- What you have to do
Restate the data below word for word. Skip any images it contains.

......

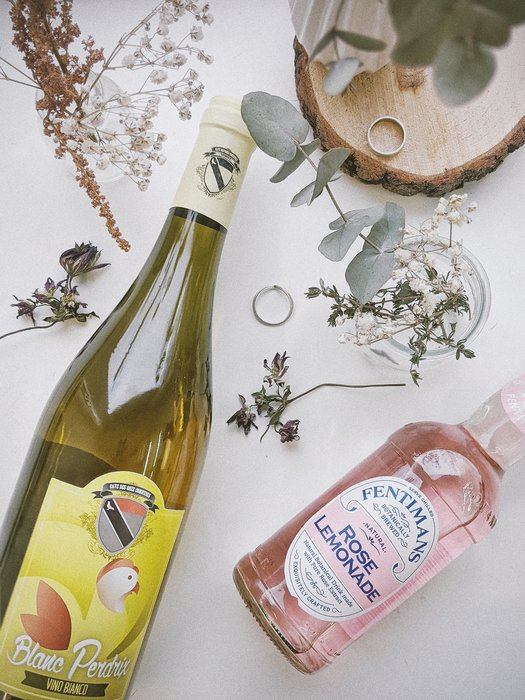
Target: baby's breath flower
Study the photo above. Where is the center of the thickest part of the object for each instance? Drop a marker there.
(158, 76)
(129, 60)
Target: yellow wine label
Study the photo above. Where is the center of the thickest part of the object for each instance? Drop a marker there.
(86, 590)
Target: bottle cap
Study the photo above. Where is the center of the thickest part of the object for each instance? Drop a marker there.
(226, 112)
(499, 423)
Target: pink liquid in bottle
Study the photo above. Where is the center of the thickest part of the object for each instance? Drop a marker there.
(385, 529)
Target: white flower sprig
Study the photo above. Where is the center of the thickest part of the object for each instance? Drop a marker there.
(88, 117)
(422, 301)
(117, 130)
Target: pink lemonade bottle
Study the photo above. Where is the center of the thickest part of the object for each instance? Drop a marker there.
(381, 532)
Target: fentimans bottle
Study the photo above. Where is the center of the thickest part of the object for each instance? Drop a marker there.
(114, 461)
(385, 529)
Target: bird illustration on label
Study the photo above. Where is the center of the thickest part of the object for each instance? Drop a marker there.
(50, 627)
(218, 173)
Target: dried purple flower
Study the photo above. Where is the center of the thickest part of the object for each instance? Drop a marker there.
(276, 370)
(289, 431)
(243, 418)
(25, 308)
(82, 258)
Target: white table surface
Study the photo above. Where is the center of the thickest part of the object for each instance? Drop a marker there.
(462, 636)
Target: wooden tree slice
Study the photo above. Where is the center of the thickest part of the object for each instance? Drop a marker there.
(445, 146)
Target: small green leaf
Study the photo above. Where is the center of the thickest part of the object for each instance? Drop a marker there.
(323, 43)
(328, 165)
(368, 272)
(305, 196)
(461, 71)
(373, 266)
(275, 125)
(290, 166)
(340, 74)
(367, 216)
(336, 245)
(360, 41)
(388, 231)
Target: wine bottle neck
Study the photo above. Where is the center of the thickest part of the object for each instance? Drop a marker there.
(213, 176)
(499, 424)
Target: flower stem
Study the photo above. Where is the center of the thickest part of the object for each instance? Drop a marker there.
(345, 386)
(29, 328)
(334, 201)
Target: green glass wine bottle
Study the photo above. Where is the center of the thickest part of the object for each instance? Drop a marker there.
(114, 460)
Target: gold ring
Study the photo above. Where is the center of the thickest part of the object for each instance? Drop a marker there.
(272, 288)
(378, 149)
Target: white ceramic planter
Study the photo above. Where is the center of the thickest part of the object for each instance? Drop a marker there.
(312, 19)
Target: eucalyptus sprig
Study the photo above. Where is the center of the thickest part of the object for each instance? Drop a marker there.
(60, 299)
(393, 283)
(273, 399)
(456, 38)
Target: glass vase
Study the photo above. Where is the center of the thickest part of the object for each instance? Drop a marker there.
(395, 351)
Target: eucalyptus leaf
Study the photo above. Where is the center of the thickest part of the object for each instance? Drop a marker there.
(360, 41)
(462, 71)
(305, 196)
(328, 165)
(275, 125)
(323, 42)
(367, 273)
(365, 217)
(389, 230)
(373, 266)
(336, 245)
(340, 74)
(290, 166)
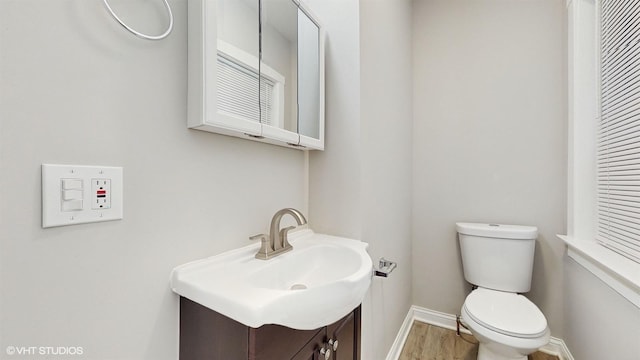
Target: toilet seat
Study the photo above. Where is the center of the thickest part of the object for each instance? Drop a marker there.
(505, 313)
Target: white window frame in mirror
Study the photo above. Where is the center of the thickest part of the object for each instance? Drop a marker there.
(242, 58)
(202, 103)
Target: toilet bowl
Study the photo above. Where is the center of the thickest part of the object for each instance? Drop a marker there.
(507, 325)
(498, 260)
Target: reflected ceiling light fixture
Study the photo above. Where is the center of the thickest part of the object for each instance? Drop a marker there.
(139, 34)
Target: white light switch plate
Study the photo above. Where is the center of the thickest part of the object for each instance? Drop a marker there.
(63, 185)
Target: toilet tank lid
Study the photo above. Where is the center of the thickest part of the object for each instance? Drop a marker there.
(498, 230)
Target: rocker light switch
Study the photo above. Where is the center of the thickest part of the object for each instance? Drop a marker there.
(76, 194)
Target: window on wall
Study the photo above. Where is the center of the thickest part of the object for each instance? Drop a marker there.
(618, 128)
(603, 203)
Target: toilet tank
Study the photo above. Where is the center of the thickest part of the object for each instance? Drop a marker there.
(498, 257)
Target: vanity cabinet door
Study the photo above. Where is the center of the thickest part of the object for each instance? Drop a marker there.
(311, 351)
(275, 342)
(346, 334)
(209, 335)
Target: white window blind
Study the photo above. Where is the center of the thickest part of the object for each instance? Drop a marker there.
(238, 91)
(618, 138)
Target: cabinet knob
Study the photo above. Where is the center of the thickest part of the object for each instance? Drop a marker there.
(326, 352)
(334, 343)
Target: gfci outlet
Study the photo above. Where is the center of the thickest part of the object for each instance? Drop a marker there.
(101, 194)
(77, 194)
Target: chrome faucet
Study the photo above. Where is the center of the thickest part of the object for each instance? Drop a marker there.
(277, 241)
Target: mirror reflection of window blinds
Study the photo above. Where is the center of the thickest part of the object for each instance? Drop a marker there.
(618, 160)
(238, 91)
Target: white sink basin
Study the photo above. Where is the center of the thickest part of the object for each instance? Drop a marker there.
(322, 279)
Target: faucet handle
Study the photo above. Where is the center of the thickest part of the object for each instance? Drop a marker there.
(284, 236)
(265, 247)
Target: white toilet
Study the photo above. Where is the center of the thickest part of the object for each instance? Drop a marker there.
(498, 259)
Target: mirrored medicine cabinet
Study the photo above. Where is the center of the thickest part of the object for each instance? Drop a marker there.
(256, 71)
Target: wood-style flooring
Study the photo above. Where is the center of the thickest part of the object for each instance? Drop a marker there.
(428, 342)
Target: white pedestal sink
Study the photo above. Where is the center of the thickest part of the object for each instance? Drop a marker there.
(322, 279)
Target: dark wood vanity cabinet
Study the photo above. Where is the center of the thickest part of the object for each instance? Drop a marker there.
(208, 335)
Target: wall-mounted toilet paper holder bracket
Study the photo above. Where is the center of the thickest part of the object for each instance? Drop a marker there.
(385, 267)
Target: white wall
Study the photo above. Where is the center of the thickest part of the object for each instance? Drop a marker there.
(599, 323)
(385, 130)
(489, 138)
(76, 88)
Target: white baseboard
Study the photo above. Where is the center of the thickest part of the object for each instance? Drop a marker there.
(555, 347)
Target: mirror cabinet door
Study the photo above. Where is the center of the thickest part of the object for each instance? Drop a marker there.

......

- Written response
Target: baby's breath flower
Study the photo above. Where is the center of the thickest part of the object for each instance? Drop a marker there.
(158, 76)
(129, 60)
Target: yellow wine label
Study the photo above. Where is the center of the thickest part of the object for each instance? Drop a marker there.
(86, 590)
Target: bottle cap
Study the photo above. Where is the center of the thickest part of the object for each instance? Drop a marker there.
(226, 112)
(499, 423)
Target: pink liquid in bottle
Study the photo above. Where is the center of the thickest part of the object for each instance? Drop a marker there.
(385, 529)
Target: white flower sprig
Study the photo above. Where is the center of the thickest part of the object for each instance? Drop a marker there.
(88, 117)
(422, 301)
(117, 130)
Target: pink lemonade bottle
Study the photo above. Where is the center of the thickest part of the object for each instance? Drop a marker there.
(381, 532)
Target: fentimans bottle
Study the photo above. Where is the center of the thickest part of the object for each instance? Drop a marker there.
(114, 461)
(385, 529)
Target: bird illustration on label
Study the photo above. Where is the center of the thickest part of the object for each instance? Drop a marker there.
(50, 627)
(218, 173)
Target: dried purple flower
Study the photo above. Where is the center of the thickest part of the object for each instance? Drop a marker there.
(276, 370)
(289, 431)
(243, 418)
(25, 308)
(82, 258)
Target: white table surface
Study the photo above. Where is the center of the thickest part of the object for each instance? Drop a marker there.
(462, 636)
Target: wooden tree slice
Study the photo above. Where is the center of the thickest part of the object for each instance? Drop a marker there.
(445, 146)
Target: small green leaf
Study the photo above. Where is the center of the thickest part of the object for each instance? Drop a marker there.
(323, 43)
(328, 165)
(368, 272)
(305, 196)
(461, 71)
(373, 266)
(275, 125)
(290, 166)
(340, 74)
(367, 216)
(336, 245)
(360, 41)
(388, 231)
Target: wine bottle neck
Study the photo above. Where is the center of the thickest part of the object for each instance? Drop a marker there.
(213, 176)
(499, 424)
Target: flower stem
Study the photo above. Where is the center of the thickest part of the object for each instance? Drop a marker there.
(345, 386)
(29, 328)
(334, 201)
Target: green glass wine bottle
Study the photo above. Where is the center of the thickest part of the object for each instance? Drop a marker there.
(114, 460)
Target: gold ring
Study the photo above. Where is the center of the thickest part of the object for each instance? Drop a marker there.
(272, 288)
(378, 149)
Target: white ceramic planter
Study the photo above. Where is the center of the thickest part of the object for each instance? Drop a marker there.
(312, 19)
Target: eucalyptus sprig
Study the photo above. Where is the center of the thickest part of the object for each instance? Drop a marker there.
(60, 299)
(393, 283)
(273, 399)
(456, 38)
Target: glass vase
Study the photo above. Where is the center of the thickest part of the object for each instance? Drop a marker there.
(395, 351)
Target: eucalyptus leaf
Study the photo above. Where is the center of the thickest part of the object for each instance? Drop a marker there.
(360, 41)
(462, 71)
(305, 196)
(328, 165)
(275, 125)
(323, 42)
(367, 273)
(365, 217)
(389, 230)
(373, 266)
(336, 245)
(340, 74)
(290, 166)
Target: toilet seat
Study the photo above. Where is the center of the thickest part of the object for each instance? Drop a marker there.
(505, 313)
Target: white window frame in mirror
Study the photo above. Where is the center of the thickest part of the object for each instance? Drop a marker there.
(242, 58)
(202, 103)
Target: toilet bowl
Study the photo above. Where is the center of the thickest part of the object for each instance? Drop a marker there.
(507, 325)
(498, 260)
Target: reflected ceiling light fixture
Study the photo above. Where is the center of the thickest part of the object for each instance? Drop a marker there.
(139, 34)
Target: white light switch plate
Study the photo above. Where is the center of the thickest part of the object for each instance? Drop a marker there.
(63, 185)
Target: toilet tank lid
Study the photo above. Where is the center of the thickest part of the object for each instance? Drop a marker there.
(498, 230)
Target: rocker light switch
Study the photo above. Where is the center of the thickest part of the object for each instance? Drop a marker there.
(76, 194)
Target: window on wall
Study the photo above. Where is the center of the thickest part of the object for each instance? Drop a marker there.
(618, 128)
(603, 203)
Target: toilet tank
Study the photo above. Where is the center of the thickest part of the object for each instance? Drop a marker there.
(498, 257)
Target: vanity cabinet door
Study the photo above. Where is the center of the thickest part of the object for each instance? Drop a marker there.
(311, 351)
(275, 342)
(346, 334)
(209, 335)
Target: white window blind
Study the photo above. Where is the center of the thickest part of the object for each instance? Drop a marker there.
(238, 91)
(618, 138)
Target: cabinet knob
Study the photo above. Where is the center of the thickest part of the object for each instance? Drop a marker there.
(326, 352)
(334, 343)
Target: gfci outlet
Study the photo above. Where is the center of the thickest part of the object for each instance? Drop a marker there.
(101, 194)
(77, 194)
Target: chrome faucet
Study the photo above. Where is the center of the thickest part of the object for each instance? Drop a marker there.
(277, 241)
Target: mirror reflection of window blinds
Study the photo above. Where is the center of the thickest part of the object for each instance? Drop a marker there.
(618, 160)
(238, 91)
Target: white sink basin
Study the photo above. Where is the center of the thickest part of the object for each instance? Drop a marker there.
(322, 279)
Target: faucet handle
Study the photo above. Where is the center of the thickest part of the object for each instance? Drop a marker there.
(284, 236)
(265, 247)
Target: white toilet
Study the photo above. Where is the center of the thickest part of the object for each instance? Drop a marker there.
(498, 259)
Target: mirrored medicine cabinet
Study the photo above. Where is the center of the thickest part of the object for each instance? Drop a marker there.
(256, 71)
Target: wood-style flooring
Study the photo above. Where is the center of the thickest part of the object for each instance? Drop a marker there.
(428, 342)
Target: white pedestal sink
Study the photo above. Where is the center of the thickest part of the object for each instance? Drop a marker there.
(322, 279)
Target: dark wood vanity cabinet
Study the photo above. Where is the center of the thickest part of the object for each instance? Drop a marker there.
(208, 335)
Target: wall-mounted toilet paper holder bracket
Study the photo above. Where is the center of the thickest part of the object for each instance? Drop a marker there.
(385, 267)
Target: white wall
Study the photo above. Where is the center of the thickest part of the object for each instance? Drop a marker there.
(599, 323)
(385, 130)
(489, 138)
(76, 88)
Target: white baseboard
Study the photo above. Where is the center of the thickest part of the object for each instance? Drop a marker there.
(555, 347)
Target: mirror cabinet door
Study the photo above. Where is the center of the thickest part of the object for each instance? Drop a marker there.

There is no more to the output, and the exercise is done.